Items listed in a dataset
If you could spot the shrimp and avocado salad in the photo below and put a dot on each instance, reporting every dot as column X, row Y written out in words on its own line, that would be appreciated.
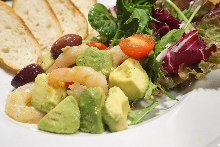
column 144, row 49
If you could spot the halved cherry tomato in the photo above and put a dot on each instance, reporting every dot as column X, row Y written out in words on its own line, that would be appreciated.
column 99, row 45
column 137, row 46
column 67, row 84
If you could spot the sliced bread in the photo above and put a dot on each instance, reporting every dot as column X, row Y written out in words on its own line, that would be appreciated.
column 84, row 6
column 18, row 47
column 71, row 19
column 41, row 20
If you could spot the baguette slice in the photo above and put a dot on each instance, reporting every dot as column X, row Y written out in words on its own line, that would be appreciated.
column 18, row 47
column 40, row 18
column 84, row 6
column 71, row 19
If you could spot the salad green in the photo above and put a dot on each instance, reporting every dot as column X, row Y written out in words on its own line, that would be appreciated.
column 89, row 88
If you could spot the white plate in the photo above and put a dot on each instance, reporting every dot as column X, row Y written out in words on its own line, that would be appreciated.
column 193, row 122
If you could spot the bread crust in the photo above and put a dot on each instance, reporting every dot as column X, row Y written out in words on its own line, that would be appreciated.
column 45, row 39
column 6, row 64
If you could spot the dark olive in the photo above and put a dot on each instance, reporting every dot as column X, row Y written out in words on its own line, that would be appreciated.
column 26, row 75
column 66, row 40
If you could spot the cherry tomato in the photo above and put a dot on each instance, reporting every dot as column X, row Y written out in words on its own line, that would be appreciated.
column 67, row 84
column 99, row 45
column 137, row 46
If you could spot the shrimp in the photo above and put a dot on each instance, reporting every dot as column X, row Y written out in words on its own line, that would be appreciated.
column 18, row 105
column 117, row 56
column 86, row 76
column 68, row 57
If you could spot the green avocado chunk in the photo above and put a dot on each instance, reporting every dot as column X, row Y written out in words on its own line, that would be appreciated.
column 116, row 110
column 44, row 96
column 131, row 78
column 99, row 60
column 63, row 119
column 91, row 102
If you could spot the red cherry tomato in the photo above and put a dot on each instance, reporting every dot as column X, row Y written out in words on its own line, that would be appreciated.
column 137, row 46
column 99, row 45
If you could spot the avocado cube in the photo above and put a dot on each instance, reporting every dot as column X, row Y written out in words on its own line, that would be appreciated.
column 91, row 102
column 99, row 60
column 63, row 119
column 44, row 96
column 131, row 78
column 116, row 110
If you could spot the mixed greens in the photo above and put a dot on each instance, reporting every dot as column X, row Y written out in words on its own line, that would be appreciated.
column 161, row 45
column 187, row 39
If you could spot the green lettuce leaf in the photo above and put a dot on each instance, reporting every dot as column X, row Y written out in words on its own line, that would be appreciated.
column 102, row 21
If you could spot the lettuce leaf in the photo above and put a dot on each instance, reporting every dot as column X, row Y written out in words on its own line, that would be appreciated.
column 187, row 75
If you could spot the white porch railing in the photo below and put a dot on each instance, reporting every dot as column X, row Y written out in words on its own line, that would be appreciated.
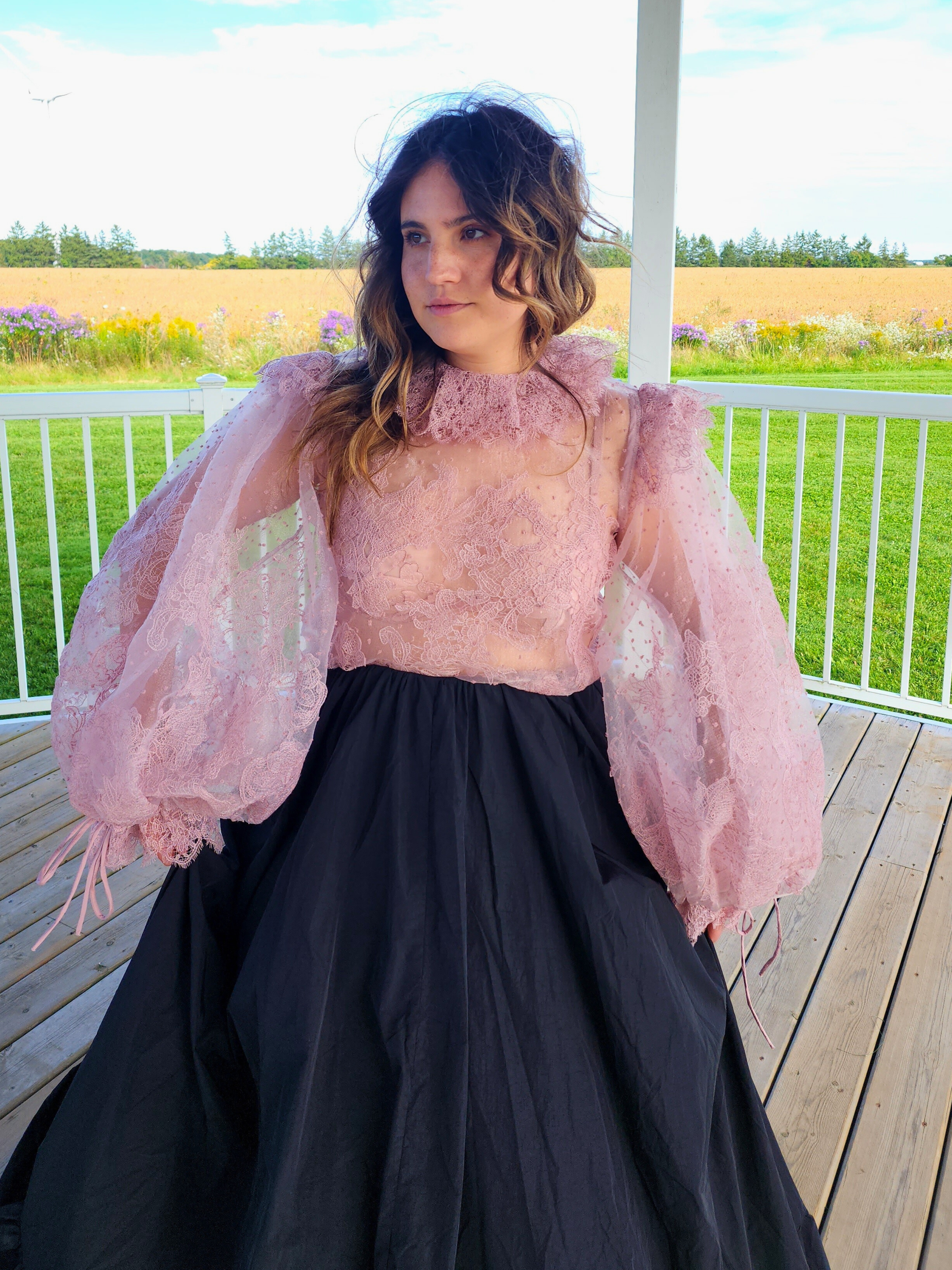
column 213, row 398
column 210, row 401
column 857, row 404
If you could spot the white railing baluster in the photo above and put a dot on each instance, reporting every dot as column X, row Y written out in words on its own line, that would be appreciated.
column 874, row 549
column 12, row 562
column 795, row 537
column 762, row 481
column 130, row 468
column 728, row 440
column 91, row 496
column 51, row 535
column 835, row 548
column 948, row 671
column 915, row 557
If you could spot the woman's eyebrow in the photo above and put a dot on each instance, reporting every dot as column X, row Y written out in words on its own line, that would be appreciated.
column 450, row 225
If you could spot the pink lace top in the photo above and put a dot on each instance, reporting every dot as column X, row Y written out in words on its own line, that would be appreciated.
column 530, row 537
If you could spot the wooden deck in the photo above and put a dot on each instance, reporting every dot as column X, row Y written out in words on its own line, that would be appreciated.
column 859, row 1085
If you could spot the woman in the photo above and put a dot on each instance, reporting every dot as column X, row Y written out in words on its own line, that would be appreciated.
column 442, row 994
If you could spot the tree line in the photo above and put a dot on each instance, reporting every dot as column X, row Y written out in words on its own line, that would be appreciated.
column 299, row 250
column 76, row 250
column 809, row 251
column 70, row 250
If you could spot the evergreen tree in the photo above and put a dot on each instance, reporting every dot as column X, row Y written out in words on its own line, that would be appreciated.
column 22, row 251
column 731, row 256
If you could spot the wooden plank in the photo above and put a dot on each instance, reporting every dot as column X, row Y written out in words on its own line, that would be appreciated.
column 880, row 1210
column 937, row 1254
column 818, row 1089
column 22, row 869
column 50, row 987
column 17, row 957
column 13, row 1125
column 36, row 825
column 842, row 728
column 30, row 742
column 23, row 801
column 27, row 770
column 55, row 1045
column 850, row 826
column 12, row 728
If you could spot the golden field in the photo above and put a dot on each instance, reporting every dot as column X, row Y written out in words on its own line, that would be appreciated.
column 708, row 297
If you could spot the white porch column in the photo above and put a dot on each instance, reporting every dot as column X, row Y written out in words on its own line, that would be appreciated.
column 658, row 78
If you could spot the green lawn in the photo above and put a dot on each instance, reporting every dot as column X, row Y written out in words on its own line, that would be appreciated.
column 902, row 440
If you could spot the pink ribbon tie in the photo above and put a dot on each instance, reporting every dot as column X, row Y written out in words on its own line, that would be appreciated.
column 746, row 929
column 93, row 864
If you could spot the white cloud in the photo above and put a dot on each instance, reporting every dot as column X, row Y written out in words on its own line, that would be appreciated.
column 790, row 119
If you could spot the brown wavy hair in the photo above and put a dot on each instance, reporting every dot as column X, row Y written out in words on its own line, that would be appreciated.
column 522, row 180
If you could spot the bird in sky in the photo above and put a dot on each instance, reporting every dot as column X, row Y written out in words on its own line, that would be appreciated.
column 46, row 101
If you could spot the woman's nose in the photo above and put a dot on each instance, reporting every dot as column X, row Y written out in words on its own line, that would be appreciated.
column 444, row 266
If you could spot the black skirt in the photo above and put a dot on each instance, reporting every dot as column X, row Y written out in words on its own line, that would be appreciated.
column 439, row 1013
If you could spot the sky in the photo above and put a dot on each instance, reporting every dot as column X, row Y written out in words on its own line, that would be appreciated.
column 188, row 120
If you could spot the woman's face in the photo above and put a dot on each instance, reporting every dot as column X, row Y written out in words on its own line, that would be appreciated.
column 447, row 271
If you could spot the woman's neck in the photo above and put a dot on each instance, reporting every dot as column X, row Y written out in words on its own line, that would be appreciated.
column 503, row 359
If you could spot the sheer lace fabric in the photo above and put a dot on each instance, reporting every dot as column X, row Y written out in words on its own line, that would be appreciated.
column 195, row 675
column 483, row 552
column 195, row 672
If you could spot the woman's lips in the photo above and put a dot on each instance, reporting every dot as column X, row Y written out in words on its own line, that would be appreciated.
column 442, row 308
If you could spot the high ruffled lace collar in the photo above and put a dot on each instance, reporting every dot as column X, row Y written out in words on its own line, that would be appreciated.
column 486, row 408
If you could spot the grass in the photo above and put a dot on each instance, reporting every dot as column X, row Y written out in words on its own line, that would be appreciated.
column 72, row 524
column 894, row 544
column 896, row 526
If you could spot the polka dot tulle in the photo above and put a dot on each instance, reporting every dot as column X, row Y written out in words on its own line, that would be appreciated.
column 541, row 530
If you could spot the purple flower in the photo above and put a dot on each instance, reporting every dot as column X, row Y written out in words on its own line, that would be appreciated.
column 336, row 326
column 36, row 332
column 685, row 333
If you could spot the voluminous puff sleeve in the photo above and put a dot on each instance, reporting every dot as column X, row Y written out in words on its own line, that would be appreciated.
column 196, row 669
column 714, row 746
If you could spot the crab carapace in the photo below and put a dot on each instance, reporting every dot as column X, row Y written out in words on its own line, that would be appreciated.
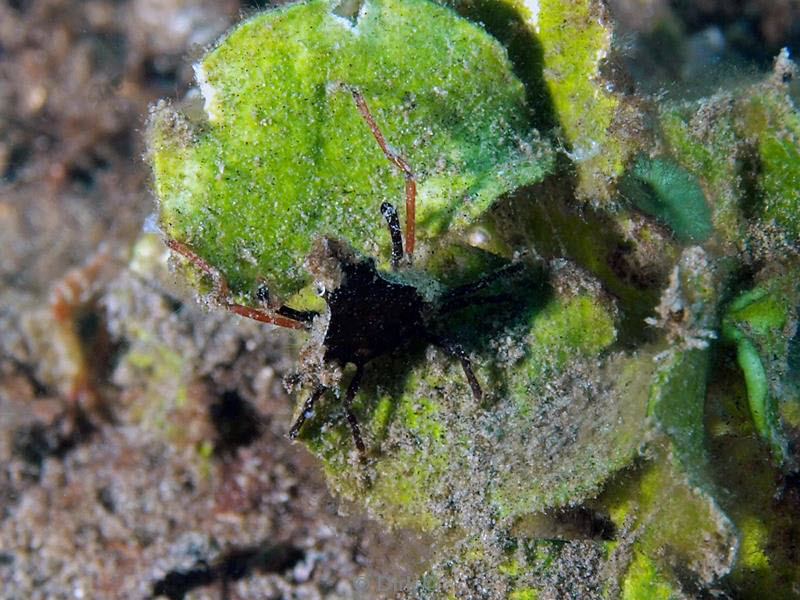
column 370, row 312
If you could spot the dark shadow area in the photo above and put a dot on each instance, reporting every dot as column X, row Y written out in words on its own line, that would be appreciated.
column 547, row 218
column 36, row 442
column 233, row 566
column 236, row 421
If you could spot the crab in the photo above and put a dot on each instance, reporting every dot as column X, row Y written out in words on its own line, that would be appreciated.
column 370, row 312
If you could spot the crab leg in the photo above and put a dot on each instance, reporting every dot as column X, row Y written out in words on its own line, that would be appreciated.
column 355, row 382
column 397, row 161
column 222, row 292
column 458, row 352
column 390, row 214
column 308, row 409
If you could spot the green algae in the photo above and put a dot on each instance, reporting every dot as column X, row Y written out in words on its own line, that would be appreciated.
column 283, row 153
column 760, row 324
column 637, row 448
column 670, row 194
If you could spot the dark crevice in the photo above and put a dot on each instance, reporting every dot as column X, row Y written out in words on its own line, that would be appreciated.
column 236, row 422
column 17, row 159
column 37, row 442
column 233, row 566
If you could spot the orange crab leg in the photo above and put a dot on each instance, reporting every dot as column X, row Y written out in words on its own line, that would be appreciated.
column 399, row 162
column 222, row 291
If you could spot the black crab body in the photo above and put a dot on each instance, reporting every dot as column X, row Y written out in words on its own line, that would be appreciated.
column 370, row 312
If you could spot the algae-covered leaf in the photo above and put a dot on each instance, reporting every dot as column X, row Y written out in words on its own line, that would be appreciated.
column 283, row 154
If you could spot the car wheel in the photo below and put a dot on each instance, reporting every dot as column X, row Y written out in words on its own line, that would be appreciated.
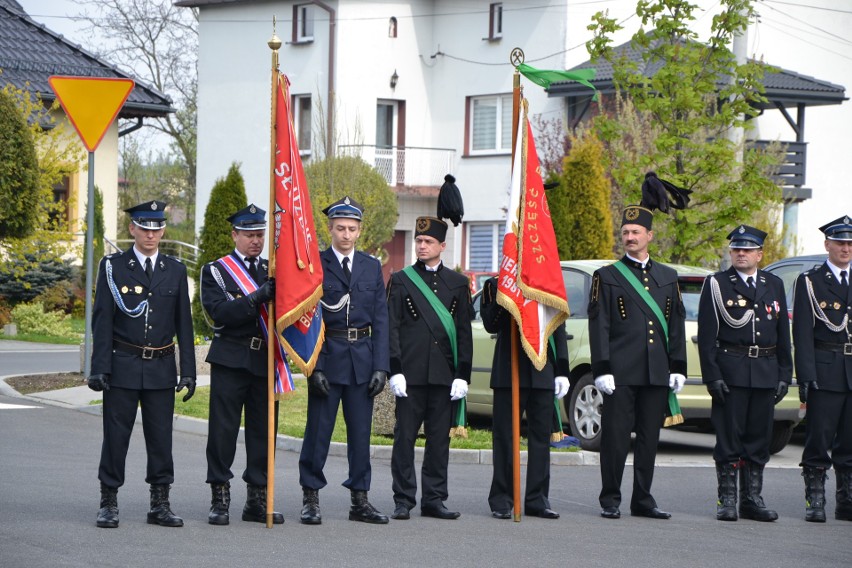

**Goal of the exercise:** Express everything in the listing from the line containing "If you could spot the woman's nose" down to the line containing "column 444, row 266" as a JSON list of strings, one string per line, with both of those lines included.

**Result:**
[
  "If you could spot the woman's nose in the photo above and put a dot on each instance, reporting every dot as column X, row Y written out in words on its own line, that would be appreciated.",
  "column 444, row 266"
]